→ SOURCE EXCERPT:

>> begin

I began with Psalm 130 because it begins with de profundis clamavi.

Out of the depths I cry…

Advent begins with a cry.

A cry out of the depths.

Depths of despair, of pain, of longing, of need, of sin.

 

I also chose Psalm 130 because it uses qavah.

I wait for the Lord, my soul waits…

 

For those two reasons Psalm 130 has become a treasured scripture, a comfort and a prayer over the past several years.

For those two reasons I included it at the beginning of my Advent lectio readings.

For those two reasons I wasn’t sure what today’s lectio divina time would look like.

After all, I’ve read it so many times before…

 

But true to His sovereignty and faithfulness, God had new connections to show me and spoke this morning a refreshing of His truth.

 

I’ll admit I was a bit surprised when the Spirit pointed out verse 7.

Verse 7?

But that’s past all the good stuff! The de profundis and the mercy and forgiveness and the qavah! That’s into where the Psalm turns corporate, speaking to Israel and my mind begins to wander and I tend to overlook…

I tend to overlook…

 

For all my preliminary studies and my fascination with qavah, I have yet to fully explore and discover the relation and differences between qavah and yachal. When looked up in the lexicon, both mean “to wait, hope, expect.” Yet I find that in biblical usage qavah more often gets translated “wait” and yachal as “hope”.

Here in Psalm 130, verse 5:

qavah the Lord, my soul does qavah, and in HIs word do I yachal.

What I find remarkable about this is that verse 7 uses yachal.

O Israel, hope (yachal) in the Lord;
For with the Lord there is lovingkindness,
And with Him is abundant redemption.

Speaking now to his people, the Psalmist implores them to yachal.

To hope.

… and to wait.

>> end

→ DATASET CONTENT:

>> begin

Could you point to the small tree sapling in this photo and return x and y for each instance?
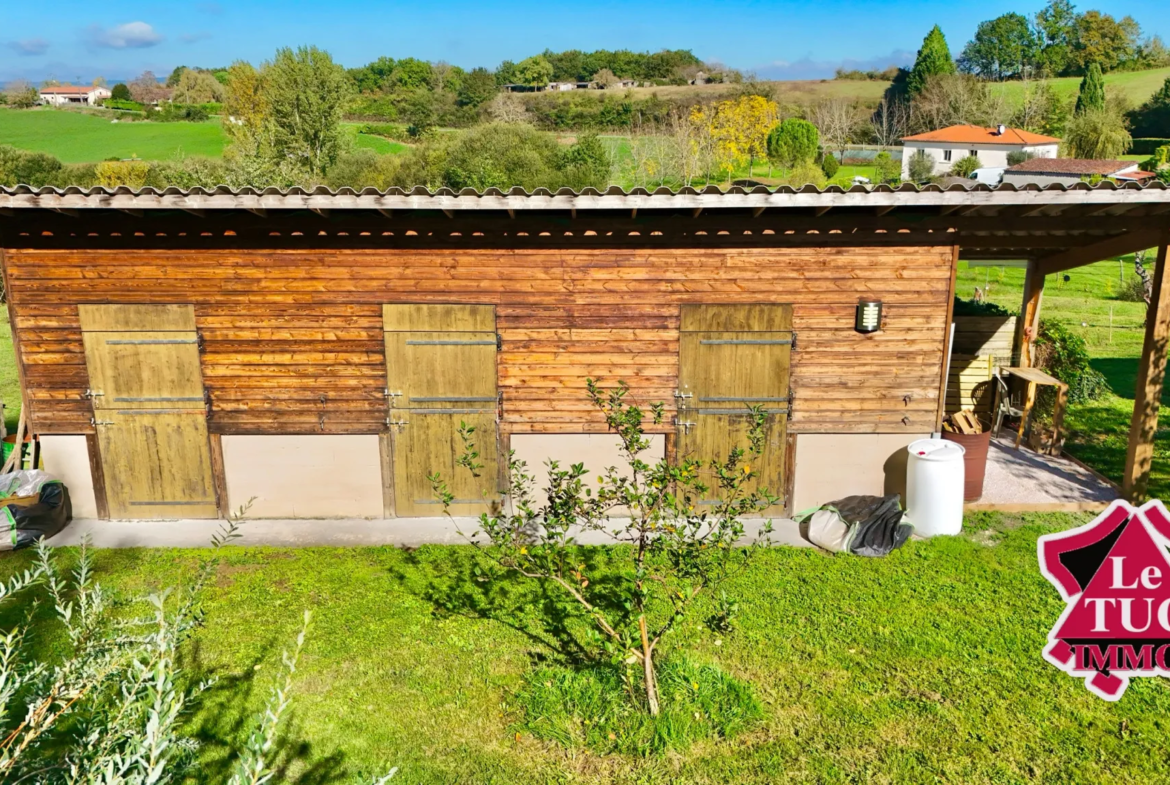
(682, 537)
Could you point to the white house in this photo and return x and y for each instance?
(1071, 171)
(70, 94)
(990, 145)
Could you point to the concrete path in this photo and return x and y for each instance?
(349, 532)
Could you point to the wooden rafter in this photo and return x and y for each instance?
(1150, 377)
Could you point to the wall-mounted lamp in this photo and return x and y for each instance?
(868, 316)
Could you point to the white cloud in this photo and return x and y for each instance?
(806, 68)
(29, 47)
(131, 35)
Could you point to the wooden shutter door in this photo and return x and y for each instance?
(148, 393)
(733, 357)
(440, 374)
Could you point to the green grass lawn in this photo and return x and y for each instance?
(75, 138)
(1087, 303)
(1135, 85)
(921, 667)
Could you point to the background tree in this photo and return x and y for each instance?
(21, 94)
(1105, 41)
(304, 91)
(606, 78)
(1092, 91)
(195, 87)
(534, 71)
(146, 89)
(246, 108)
(1055, 28)
(792, 142)
(934, 59)
(476, 88)
(1098, 133)
(957, 100)
(1002, 49)
(678, 549)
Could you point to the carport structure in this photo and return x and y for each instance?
(300, 316)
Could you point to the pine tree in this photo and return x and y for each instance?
(934, 59)
(1092, 95)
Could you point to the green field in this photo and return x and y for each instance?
(1135, 85)
(920, 667)
(77, 138)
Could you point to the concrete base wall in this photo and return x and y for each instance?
(67, 458)
(833, 466)
(323, 476)
(597, 452)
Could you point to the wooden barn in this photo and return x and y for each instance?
(183, 352)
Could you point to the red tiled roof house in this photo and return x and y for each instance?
(991, 145)
(74, 94)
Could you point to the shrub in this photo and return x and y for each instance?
(828, 165)
(965, 166)
(1065, 355)
(25, 167)
(888, 170)
(792, 142)
(675, 552)
(978, 308)
(922, 166)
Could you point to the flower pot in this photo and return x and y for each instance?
(975, 461)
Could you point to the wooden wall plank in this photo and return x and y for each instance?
(293, 339)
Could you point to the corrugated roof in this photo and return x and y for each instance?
(1102, 166)
(981, 135)
(70, 89)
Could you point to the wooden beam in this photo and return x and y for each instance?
(1151, 371)
(947, 343)
(1029, 321)
(1100, 250)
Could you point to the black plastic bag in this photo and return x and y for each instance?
(875, 522)
(29, 523)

>> end

→ DIRECTION A: In the Psalm 130 reflection, what do both qavah and yachal mean when looked up in the lexicon?
→ DIRECTION B: Repeat the Psalm 130 reflection word for word from "For those two reasons Psalm" to "of His truth.".
→ DIRECTION C: Sum up the Psalm 130 reflection in two sentences.
Answer using only the Psalm 130 reflection.

→ WRITTEN SOLUTION A: Both mean "to wait, hope, expect."

→ WRITTEN SOLUTION B:
For those two reasons Psalm 130 has become a treasured scripture, a comfort and a prayer over the past several years.

For those two reasons I included it at the beginning of my Advent lectio readings.

For those two reasons I wasn’t sure what today’s lectio divina time would look like.

After all, I’ve read it so many times before…

 

But true to His sovereignty and faithfulness, God had new connections to show me and spoke this morning a refreshing of His truth.

→ WRITTEN SOLUTION C: The writer placed Psalm 130 at the start of a set of Advent lectio readings because it begins with a cry out of the depths and uses the word qavah, and after reading it so many times, was unsure what the day's lectio divina time would bring. This time the Spirit pointed to verse 7, where the psalm turns to Israel and uses yachal, more often translated "hope," calling the people to hope and to wait.